▸ Problem to solve: Reproduce everything in the records from the line containing "Put a point on the pretzel, one" down to their end, leaving out the pictures.
****************
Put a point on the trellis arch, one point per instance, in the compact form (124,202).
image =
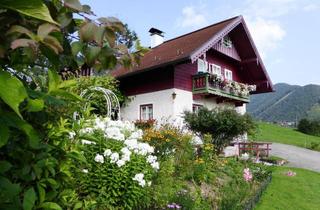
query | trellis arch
(112,102)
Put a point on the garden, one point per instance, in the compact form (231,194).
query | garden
(58,150)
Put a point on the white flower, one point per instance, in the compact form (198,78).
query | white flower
(72,134)
(128,126)
(136,135)
(117,123)
(151,159)
(196,140)
(99,158)
(125,151)
(87,142)
(114,157)
(107,152)
(86,130)
(139,178)
(244,156)
(114,133)
(126,154)
(142,183)
(155,165)
(99,124)
(131,143)
(120,163)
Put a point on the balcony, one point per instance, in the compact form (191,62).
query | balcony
(206,83)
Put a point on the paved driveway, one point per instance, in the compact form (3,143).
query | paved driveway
(297,156)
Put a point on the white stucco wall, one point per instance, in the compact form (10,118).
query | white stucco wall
(161,100)
(165,108)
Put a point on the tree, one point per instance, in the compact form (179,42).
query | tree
(38,39)
(222,124)
(314,112)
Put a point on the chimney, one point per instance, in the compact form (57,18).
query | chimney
(157,37)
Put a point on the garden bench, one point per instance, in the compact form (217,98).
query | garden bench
(255,147)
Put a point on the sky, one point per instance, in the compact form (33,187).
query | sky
(286,32)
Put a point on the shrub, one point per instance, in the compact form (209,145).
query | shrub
(97,101)
(222,124)
(118,168)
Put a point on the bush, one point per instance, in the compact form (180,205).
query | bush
(311,127)
(97,100)
(118,169)
(222,124)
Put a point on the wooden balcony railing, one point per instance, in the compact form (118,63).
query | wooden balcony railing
(206,83)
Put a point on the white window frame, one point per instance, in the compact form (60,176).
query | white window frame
(196,107)
(146,111)
(228,74)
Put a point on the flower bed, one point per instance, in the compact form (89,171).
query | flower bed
(119,167)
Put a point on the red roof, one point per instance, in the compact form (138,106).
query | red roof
(174,50)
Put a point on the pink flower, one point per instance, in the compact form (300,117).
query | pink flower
(247,175)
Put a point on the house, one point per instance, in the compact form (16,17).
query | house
(215,66)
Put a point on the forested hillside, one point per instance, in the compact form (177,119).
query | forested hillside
(287,103)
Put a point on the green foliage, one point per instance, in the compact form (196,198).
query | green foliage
(310,127)
(32,8)
(223,125)
(109,183)
(314,113)
(35,106)
(291,192)
(314,146)
(97,100)
(145,124)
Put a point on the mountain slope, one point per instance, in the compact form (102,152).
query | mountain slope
(287,103)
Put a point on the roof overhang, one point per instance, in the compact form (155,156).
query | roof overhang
(201,51)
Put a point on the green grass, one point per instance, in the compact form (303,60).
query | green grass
(291,193)
(274,133)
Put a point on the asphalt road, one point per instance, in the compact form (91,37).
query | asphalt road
(297,156)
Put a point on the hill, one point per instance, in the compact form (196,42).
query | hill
(275,133)
(288,103)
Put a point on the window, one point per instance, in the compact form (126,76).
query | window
(196,107)
(146,112)
(226,41)
(227,74)
(202,65)
(215,69)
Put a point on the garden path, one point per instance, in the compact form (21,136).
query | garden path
(297,156)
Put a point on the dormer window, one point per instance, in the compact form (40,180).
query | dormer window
(226,41)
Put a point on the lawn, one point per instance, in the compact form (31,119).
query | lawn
(291,193)
(274,133)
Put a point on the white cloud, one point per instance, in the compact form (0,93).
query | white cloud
(311,7)
(267,34)
(192,18)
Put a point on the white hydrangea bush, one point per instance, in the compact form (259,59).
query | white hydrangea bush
(119,166)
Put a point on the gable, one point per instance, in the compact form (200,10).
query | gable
(196,44)
(230,51)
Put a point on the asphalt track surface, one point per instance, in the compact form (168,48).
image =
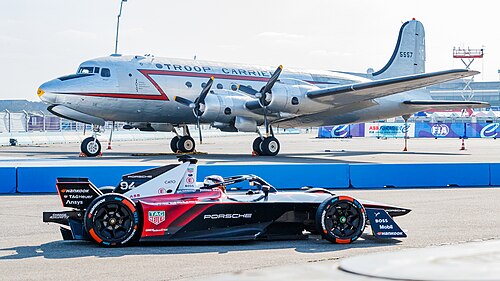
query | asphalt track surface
(32,250)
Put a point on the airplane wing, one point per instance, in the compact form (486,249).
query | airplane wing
(444,104)
(352,93)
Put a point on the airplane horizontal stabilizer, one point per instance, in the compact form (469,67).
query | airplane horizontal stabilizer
(445,104)
(346,94)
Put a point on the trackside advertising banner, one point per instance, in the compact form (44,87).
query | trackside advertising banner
(342,131)
(389,130)
(456,130)
(415,130)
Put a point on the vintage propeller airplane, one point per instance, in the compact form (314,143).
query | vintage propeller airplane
(161,94)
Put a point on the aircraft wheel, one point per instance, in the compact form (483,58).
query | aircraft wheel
(112,220)
(270,146)
(340,219)
(186,144)
(91,147)
(173,144)
(256,145)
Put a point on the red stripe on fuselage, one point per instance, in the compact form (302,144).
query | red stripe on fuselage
(163,96)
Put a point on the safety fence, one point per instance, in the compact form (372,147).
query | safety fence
(412,130)
(41,179)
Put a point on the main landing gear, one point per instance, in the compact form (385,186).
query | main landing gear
(91,147)
(184,143)
(266,146)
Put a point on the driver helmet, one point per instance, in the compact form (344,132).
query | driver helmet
(214,180)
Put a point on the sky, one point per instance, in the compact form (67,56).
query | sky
(42,40)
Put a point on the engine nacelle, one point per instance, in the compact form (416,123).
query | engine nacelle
(289,95)
(224,108)
(149,127)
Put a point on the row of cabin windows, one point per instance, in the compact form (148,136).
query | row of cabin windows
(105,72)
(219,86)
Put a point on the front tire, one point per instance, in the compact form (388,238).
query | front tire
(270,146)
(112,220)
(340,219)
(91,147)
(173,144)
(256,145)
(186,144)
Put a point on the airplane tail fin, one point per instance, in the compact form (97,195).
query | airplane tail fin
(409,55)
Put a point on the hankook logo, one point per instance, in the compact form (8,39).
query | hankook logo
(227,216)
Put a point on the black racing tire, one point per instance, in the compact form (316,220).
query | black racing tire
(256,145)
(270,146)
(91,147)
(186,144)
(112,220)
(340,219)
(107,189)
(173,144)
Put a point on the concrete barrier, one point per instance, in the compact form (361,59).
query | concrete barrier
(285,176)
(495,174)
(43,179)
(419,175)
(9,180)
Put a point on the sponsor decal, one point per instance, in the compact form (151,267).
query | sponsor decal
(74,202)
(156,217)
(156,230)
(56,216)
(490,130)
(228,216)
(75,191)
(440,130)
(390,233)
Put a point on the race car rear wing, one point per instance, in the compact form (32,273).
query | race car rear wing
(76,193)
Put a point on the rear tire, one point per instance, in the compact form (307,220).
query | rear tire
(112,220)
(173,144)
(340,219)
(186,144)
(91,147)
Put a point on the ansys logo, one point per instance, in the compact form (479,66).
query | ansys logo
(156,217)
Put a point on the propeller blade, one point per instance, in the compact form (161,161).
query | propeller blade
(204,92)
(183,101)
(199,128)
(247,90)
(267,88)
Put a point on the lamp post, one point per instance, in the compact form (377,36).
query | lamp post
(118,25)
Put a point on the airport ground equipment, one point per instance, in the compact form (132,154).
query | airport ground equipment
(167,204)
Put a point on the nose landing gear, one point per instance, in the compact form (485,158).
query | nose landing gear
(266,146)
(91,147)
(182,144)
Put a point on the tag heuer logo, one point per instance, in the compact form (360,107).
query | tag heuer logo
(156,217)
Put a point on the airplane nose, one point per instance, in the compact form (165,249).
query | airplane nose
(44,93)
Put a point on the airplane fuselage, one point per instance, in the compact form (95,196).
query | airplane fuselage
(142,89)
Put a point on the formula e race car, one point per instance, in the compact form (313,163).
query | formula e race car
(167,204)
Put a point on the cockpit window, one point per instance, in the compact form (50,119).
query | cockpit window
(105,72)
(88,70)
(74,76)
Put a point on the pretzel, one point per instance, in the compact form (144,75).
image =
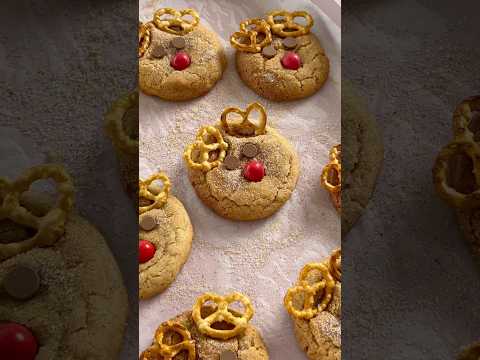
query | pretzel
(288,26)
(222,313)
(175,24)
(246,39)
(144,37)
(160,349)
(159,199)
(464,144)
(203,146)
(114,123)
(245,127)
(50,226)
(335,265)
(324,286)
****************
▸ Result:
Put a point on the pretzel, one point per instance, in the compact form (144,75).
image =
query | pretzel
(288,26)
(222,313)
(175,24)
(246,39)
(144,37)
(160,349)
(159,199)
(464,144)
(203,146)
(114,123)
(245,127)
(50,226)
(335,265)
(324,286)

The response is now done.